> **Work item**
In your copy, reproduce each entry exactly and include no picture.

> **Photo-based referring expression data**

================

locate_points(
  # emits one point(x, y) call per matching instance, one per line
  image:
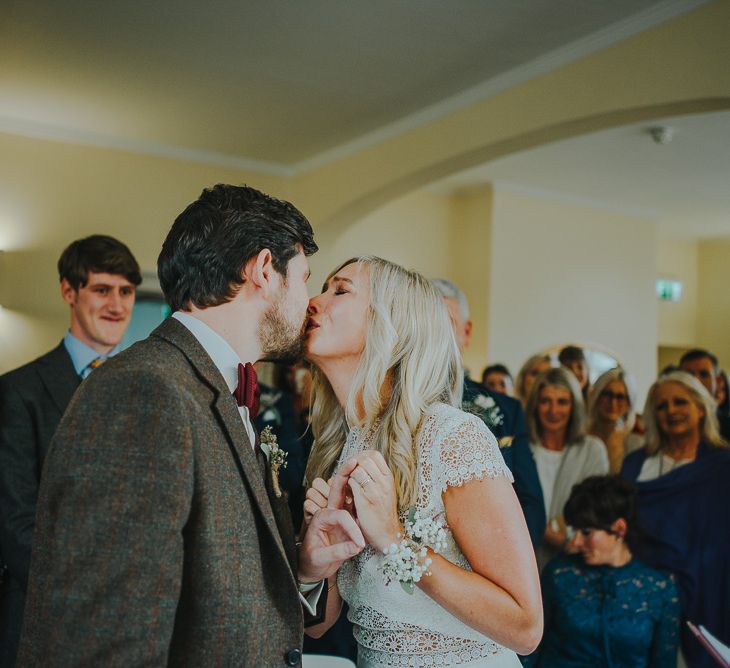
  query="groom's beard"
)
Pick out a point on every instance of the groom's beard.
point(281, 340)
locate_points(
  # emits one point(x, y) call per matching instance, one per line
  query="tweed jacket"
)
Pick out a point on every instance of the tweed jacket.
point(32, 401)
point(157, 540)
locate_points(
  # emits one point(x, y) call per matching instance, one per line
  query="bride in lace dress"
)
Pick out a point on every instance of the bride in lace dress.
point(389, 439)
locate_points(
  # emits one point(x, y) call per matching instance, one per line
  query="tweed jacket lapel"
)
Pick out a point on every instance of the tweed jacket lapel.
point(59, 376)
point(229, 417)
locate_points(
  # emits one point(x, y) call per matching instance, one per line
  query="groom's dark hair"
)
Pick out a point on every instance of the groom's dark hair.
point(202, 259)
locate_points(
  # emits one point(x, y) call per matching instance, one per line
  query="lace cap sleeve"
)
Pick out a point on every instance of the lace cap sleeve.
point(468, 450)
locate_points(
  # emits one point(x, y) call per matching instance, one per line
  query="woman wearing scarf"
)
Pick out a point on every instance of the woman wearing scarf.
point(683, 478)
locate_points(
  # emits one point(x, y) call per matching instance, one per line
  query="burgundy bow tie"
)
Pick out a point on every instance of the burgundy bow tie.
point(247, 393)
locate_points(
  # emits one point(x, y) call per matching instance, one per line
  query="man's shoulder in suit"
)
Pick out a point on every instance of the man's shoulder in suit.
point(28, 373)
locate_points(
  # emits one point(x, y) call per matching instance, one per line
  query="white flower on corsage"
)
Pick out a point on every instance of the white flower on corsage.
point(275, 455)
point(486, 408)
point(484, 402)
point(407, 561)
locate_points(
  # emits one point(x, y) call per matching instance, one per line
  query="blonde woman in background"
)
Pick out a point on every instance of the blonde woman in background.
point(388, 434)
point(612, 415)
point(530, 370)
point(564, 453)
point(683, 478)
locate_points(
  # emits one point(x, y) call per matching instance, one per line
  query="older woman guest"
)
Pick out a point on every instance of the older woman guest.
point(683, 478)
point(530, 370)
point(564, 453)
point(604, 607)
point(611, 415)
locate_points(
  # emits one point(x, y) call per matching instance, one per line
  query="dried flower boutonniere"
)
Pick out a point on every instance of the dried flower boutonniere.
point(275, 455)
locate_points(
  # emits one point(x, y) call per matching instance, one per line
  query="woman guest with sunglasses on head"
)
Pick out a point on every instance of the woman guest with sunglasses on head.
point(604, 607)
point(612, 414)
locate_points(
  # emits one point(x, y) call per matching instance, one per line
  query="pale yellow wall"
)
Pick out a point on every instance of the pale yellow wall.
point(471, 214)
point(412, 231)
point(678, 67)
point(52, 193)
point(563, 272)
point(713, 326)
point(677, 321)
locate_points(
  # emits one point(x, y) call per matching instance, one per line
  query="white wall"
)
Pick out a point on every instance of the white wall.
point(563, 272)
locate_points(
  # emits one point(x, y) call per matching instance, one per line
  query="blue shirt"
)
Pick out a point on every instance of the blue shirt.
point(83, 355)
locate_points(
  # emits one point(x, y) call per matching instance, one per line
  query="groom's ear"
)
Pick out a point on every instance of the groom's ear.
point(259, 269)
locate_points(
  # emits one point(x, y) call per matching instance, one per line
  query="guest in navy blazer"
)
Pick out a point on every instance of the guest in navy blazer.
point(502, 414)
point(98, 278)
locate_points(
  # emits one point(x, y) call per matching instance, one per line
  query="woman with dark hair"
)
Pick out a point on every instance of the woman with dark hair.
point(683, 478)
point(564, 453)
point(604, 607)
point(574, 359)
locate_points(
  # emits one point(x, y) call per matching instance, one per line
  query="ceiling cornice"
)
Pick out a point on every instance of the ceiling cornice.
point(551, 61)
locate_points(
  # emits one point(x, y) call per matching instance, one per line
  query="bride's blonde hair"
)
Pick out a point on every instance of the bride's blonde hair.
point(410, 362)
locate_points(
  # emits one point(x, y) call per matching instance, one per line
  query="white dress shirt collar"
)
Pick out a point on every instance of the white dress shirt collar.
point(220, 351)
point(224, 357)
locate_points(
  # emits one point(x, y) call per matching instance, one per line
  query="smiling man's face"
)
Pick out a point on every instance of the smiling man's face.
point(100, 310)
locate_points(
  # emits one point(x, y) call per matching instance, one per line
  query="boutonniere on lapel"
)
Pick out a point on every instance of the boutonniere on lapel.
point(486, 408)
point(275, 455)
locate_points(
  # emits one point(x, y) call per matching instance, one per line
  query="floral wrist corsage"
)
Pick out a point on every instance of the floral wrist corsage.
point(407, 561)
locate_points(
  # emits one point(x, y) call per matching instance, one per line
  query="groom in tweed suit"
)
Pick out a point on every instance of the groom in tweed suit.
point(158, 539)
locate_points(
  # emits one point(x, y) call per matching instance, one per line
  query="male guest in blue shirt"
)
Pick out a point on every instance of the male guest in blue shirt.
point(502, 414)
point(99, 276)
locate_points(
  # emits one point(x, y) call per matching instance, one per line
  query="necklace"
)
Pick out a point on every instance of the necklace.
point(675, 463)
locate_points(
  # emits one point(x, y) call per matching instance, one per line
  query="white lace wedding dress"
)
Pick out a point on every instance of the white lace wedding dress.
point(393, 628)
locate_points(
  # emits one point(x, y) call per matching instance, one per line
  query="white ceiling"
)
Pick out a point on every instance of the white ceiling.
point(683, 185)
point(285, 85)
point(280, 84)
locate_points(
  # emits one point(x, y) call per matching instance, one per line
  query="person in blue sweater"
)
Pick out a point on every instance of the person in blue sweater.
point(603, 607)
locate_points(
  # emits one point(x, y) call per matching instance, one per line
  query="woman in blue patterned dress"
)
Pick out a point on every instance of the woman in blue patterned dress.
point(603, 607)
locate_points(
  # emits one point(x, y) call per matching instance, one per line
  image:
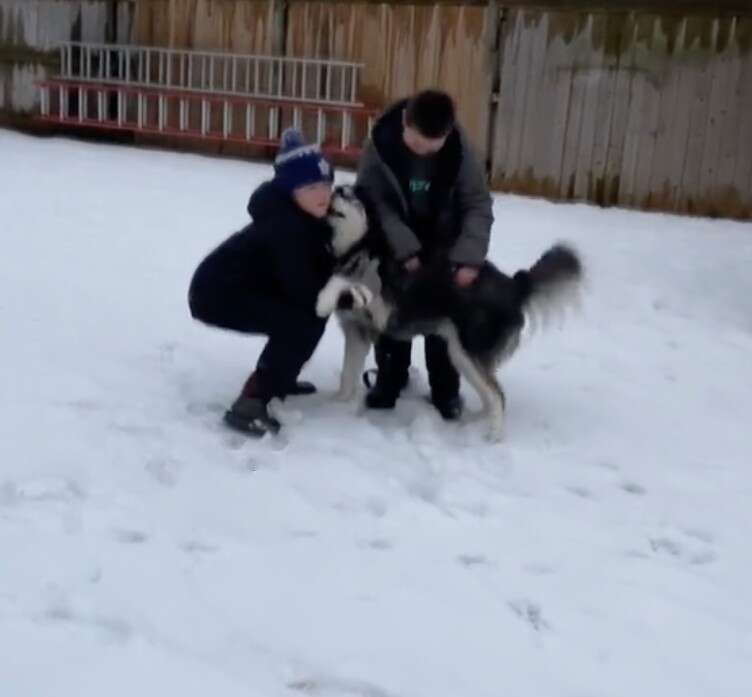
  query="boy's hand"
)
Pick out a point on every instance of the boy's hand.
point(412, 264)
point(465, 275)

================

> **Answer to this problem**
locate_points(
  # emits one point(x, y) call per matching instance, one per line
  image:
  query="groom's beard"
)
Pick out a point on every instance of the groom's beard.
point(281, 340)
locate_points(
  # emits one point(x, y) call per matching instance, one per line
  query="tweed jacket"
)
Pick out a point on every instance of the tweed jacket.
point(32, 401)
point(157, 540)
locate_points(
  # emits one point(x, y) call per matching instance, one per line
  query="bride in lace dress"
)
Pick out a point on every instance of the bride in lace dress.
point(389, 439)
locate_points(
  # emits one point(x, y) call per matching instance, one per line
  query="tweed jacket lapel"
)
Pick out a point on every instance of the tweed jacket lapel.
point(59, 376)
point(229, 417)
locate_points(
  # emits one point(x, y) call per matching instance, one per line
  query="groom's dark hair"
)
Pick out a point on every instance of the groom's dark hair.
point(202, 259)
locate_points(
  # emits one point(x, y) call per matching instance, one per line
  query="lace cap sleeve"
)
Pick out a point on every instance of the lace cap sleeve.
point(468, 450)
locate_points(
  # emits one point(x, y) call per matching instance, one per line
  query="woman wearing scarf"
)
Pick out a point on every instance of the woman wearing scarf.
point(683, 478)
locate_points(
  # emits one point(x, y) call per matching instance, one per line
  query="burgundy bow tie"
)
Pick out a point on every instance of the burgundy bow tie.
point(247, 393)
locate_points(
  # emits one point(x, y) call per matching instance, one per line
  query="man's shoulder in suit"
)
Pick out a point on every instance of the man's shoulder in suit.
point(28, 373)
locate_points(
  # emits one point(x, y) call per matching instance, one per line
  query="white flower on corsage"
)
Pick out a point on every instance of the white flower on corsage.
point(275, 455)
point(486, 408)
point(484, 402)
point(407, 561)
locate_points(
  # emits one point(x, y) call per matching instance, one per line
  query="blonde woman in background"
)
Pick out a point on every instance of the blonde woman in background.
point(388, 434)
point(612, 415)
point(530, 370)
point(564, 453)
point(683, 478)
locate_points(
  # emits one point(x, y) call per matching instance, one per line
  query="older woman guest"
)
Pick out a point on every instance of the older woman guest.
point(683, 478)
point(530, 370)
point(564, 453)
point(604, 607)
point(611, 415)
locate_points(
  # emits one point(x, y) call per matching instance, one per line
  query="dried flower boutonniere"
)
Pick out a point on every instance of the dried flower boutonniere.
point(275, 455)
locate_points(
  # emits one point(x, y) call per matching instance, one per line
  query="woman guest with sunglasses on head"
)
Pick out a point on every instance of the woman guest with sunglasses on head.
point(604, 607)
point(612, 414)
locate_points(
  # emits one point(x, y) call per matching instance, one per line
  query="pale yellow wall"
)
Pick out a point on every instance of the pale yellow wall.
point(471, 214)
point(412, 231)
point(678, 67)
point(52, 193)
point(563, 272)
point(713, 326)
point(677, 321)
locate_points(
  # emits one point(x, y) call per matching instance, one per line
  query="white wall"
)
Pick out a point on every instance of the white wall.
point(563, 272)
locate_points(
  # emits one point(x, y) call per matching instance, one per line
  query="blue shirt"
)
Pick out a point on every instance of the blue shirt.
point(83, 355)
locate_points(
  # emits one point(x, y) call per matching instance, one per line
  query="groom's ear"
)
Pick out a point on every instance of the groom's ear.
point(259, 269)
locate_points(
  # emits one point(x, y) call per matching instance, one per line
  query="guest in navy blazer"
)
Pick out a point on every instance of the guest in navy blazer.
point(502, 414)
point(98, 278)
locate_points(
  # emits one point(x, y) call per matching instance, one per line
  query="woman with dark hair"
)
Pick out a point on every instance of the woman with dark hair.
point(683, 478)
point(564, 453)
point(604, 607)
point(574, 359)
locate_points(
  # emits one point(x, y) call per matching instance, one per line
  query="ceiling cornice"
)
Pick out a point on every instance of the ceiling cornice.
point(551, 61)
locate_points(
  # emits one point(x, y) call per matching instance, one per line
  query="bride's blonde hair"
)
Pick out a point on every instance of the bride's blonde hair.
point(410, 362)
locate_points(
  # emits one point(x, y) call per matching instance, one per line
  query="white dress shirt collar"
)
Pick out a point on every instance of the white dress shirt collar.
point(220, 351)
point(224, 357)
locate_points(
  # emits one point(x, y) call per matching instance, one per line
  query="smiling man's face"
)
Pick out a point on every instance of the smiling man's face.
point(100, 310)
locate_points(
  # emits one point(x, y) call per matching instance, one per line
  query="boutonniere on lapel"
)
Pick out a point on every instance of the boutonniere on lapel.
point(486, 408)
point(275, 455)
locate_points(
  # emits one point(x, y) call per matching instance, one per line
  query="floral wrist corsage"
)
Pick out a point on every instance of the floral wrist corsage.
point(407, 561)
locate_points(
  # emits one point(x, y) call per matching instance, one per line
  query="groom in tweed suit"
)
Pick out a point on every instance of the groom in tweed suit.
point(158, 539)
locate_points(
  # emits one point(x, y) call per matching instance, one per line
  query="male guest in blue shirt"
)
Pick out a point on every instance of the male guest in blue shirt.
point(502, 414)
point(99, 276)
locate_points(
  # emits one point(x, y) call per matching instance, one per line
  query="necklace"
)
Pick out a point on every instance of the necklace.
point(675, 463)
locate_points(
  # emits one point(x, y) call per matching instance, one per line
  query="white lace wedding dress"
)
Pick out a point on every instance of the white lace wedding dress.
point(393, 628)
locate_points(
  # emits one point(x, y) call per matching instance, one per line
  query="white ceiling"
)
Pick out a point on every instance of the white ceiling.
point(683, 185)
point(285, 85)
point(280, 84)
locate_points(
  # emits one point(x, y) call per matching instance, one per line
  query="person in blue sweater"
)
Pick out a point on every instance of the person in blue sweater.
point(603, 607)
locate_points(
  # emits one point(x, y) call per matching instance, one per line
  query="woman in blue patterned dress"
)
Pick out a point on every instance of the woman in blue patterned dress.
point(603, 607)
locate_points(
  # emits one point(x, y) call per matching instance, one per line
  image:
  query="boy's hand"
)
Pick out a point on every instance of the boy's hand.
point(412, 264)
point(465, 275)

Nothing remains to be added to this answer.